-- ЧТО НУЖНО СДЕЛАТЬ --
• 1. Изложите текст о послании верховного малика Малику Зарифу в двух предложениях.
• 2. Перечислите все географические названия, встречающиеся в тексте о послании верховного малика Малику Зарифу.
• 3. Подхватите текст о послании верховного малика Малику Зарифу и напишите его продолжение, начиная сразу после последнего предложения.

-- ФРАГМЕНТ ДОКУМЕНТА --
□ □ □ □

Верховный малик отправил к нему гонца: «Делать что-либо сверх своих возможностей и не считаться со своим достоинством могут только низкого происхождения люди. Ты же сын моей тетки и дяди. Истинность моего происхождения для государей Вселенной ярче солнца. У меня нет больше терпения выносить твои отвратительные поступки. Мне стыдно перед родственниками и сыновьями, которые только и говорят о твоих неподобающих действиях, а я смотрю на них сквозь пальцы. Видимо, благодаря трубе и литаврам, которые я прислал [тебе] в крепость Кал’а-йи нау во время сражения с Музаффаром Хусайн-мирзой, ты возгордился и вынашиваешь несбыточные мечты. Когда-то ты причинил зло, какое только было возможно, сыновьям Малика Гийаса, благородство, порядочность и хорошие поступки которых очевидны для всех. До настоящего времени мы относились к этому снисходительно. Теперь дошло до того, что ты вступаешь в ссору с Маликом ‘Али, моим дорогим сыном, светом моих очей, и от меня же ждешь добра!
Отправь трубу и литавры, что находятся сейчас в крепости Джарунак, в /265/ помещение для музыкантов над дворцовыми воротами и выкинь из головы обуявшую тебя гордыню!»
Малик Зариф, [прочтя] послание, растерялся, заявил мулазиму малика о своем бессилии и огорчении, передал [ему] трубу и литавры и написал прошение: «Я жив благодаря милосердию и милости его высочества. Если я совершил какой-либо проступок по отношению к родственникам, разберитесь. Вины моей нет, все сделано самими родственниками. В самом деле, когда родственники предприняли определенные действия в отношении моих слуг и близких, мне следовало рассказать вам правду, а не стараться предотвратить их самому. В дальнейшем, если родственники причинят мне тысячу беспокойств, я не стану чинить никому зла, пока не извещу вас. Повеление и приказ [исходят] от его высочества!»
Предостережение [верховного малика] полностью изменило положение [Малика Зарифа]. Однако, поскольку источником ссоры Малика Махмуди и Малика ‘Али с Маликом Зарифом был Амир Мухаммад-Салих, его настороженное отношение к Амиру Мухаммад-Салиху росло день ото дня, и он решил его убрать. Дозорные и смельчаки ночи напролет передвигались в окрестностях Гулистана, служившего убежищем Амиру Мухаммад-Салиху. Амир Мухаммад-Салих постоянно держал при себе большую группу йаров Аййуба и проявлял осторожность.

□ □ □ □

(Сохранённые позиции)

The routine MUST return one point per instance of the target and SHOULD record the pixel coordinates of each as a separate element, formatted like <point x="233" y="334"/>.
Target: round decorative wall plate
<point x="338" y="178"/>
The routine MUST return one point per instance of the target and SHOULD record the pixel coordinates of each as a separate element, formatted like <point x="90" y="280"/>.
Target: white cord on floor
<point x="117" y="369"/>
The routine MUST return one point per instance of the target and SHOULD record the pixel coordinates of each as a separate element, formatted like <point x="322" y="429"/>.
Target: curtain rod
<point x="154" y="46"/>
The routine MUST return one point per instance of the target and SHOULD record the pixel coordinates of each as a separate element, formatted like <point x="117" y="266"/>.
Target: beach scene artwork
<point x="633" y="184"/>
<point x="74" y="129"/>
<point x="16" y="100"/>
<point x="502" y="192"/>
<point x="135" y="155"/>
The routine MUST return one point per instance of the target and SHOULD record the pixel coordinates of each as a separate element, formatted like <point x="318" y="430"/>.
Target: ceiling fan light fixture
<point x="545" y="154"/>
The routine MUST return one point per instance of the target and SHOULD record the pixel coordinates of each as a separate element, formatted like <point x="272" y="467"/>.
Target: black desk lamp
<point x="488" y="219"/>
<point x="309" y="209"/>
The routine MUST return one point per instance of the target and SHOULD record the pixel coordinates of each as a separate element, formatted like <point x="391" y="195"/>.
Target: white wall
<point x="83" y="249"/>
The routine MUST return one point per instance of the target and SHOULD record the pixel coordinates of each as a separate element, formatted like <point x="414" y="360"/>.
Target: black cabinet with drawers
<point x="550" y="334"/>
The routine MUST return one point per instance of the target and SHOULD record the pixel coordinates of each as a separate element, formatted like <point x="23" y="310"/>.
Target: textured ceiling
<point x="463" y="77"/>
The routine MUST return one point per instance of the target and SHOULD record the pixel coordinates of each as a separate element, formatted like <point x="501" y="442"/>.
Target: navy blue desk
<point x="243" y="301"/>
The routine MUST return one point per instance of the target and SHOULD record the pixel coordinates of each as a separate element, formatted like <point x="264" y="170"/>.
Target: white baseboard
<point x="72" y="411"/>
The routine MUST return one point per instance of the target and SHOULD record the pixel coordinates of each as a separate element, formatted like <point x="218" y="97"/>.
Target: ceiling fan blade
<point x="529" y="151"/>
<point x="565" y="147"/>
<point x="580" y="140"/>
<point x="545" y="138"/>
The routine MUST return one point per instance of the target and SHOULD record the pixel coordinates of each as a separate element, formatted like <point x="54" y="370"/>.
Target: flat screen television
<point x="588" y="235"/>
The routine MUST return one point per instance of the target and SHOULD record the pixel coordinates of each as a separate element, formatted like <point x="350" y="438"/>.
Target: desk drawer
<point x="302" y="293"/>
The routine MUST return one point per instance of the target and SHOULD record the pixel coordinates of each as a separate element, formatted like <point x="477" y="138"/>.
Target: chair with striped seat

□ □ □ □

-- ОТВЕТЫ ПО ЗАДАНИЯМ --
• 1. Верховный малик через гонца упрекнул Малика Зарифа в гордыне и ссорах с родственниками, в том числе с Маликом ‘Али, и потребовал отправить трубу и литавры из крепости Джарунак в помещение для музыкантов над дворцовыми воротами. Малик Зариф передал трубу и литавры и написал прошение, в котором отрицал свою вину и обещал впредь никому не чинить зла, не известив его высочество, однако, считая источником ссоры Амира Мухаммад-Салиха, решил его убрать, а тот постоянно держал при себе большую группу йаров Аййуба и проявлял осторожность.

• 2. Кал’а-йи нау, Джарунак, Гулистан

• 3.
Малик Зариф все время старался поступать вопреки воле верховного малика. Для видимости он изменил свой образ действий, [на деле] же выжидал подходящего случая, укрепившись в своей неприязни к малику. Он насквозь был пронизан враждой.
Малик Наср ад-Дин, который очень дорожил сыном, колебался в [своей] привязанности и враждебности. Время от времени он навещал верховного малика. Высокопоставленные слуги малика держались со своим дядей, который был главным источником всех огорчений, приветливо и сдержанно.
В Рашкаке он прочно восседал на троне справедливости и по своему обычаю устраивал пиршества, поступая в соответствии с поговоркой: «Дай корм воробью, куропатке и голубю, быть может, в сети попадется птица феникс».
Неожиданно прибыл курьер Малика ‘Абдаллаха Фарахи и доставил написанное в стихах послание об осаде Герата.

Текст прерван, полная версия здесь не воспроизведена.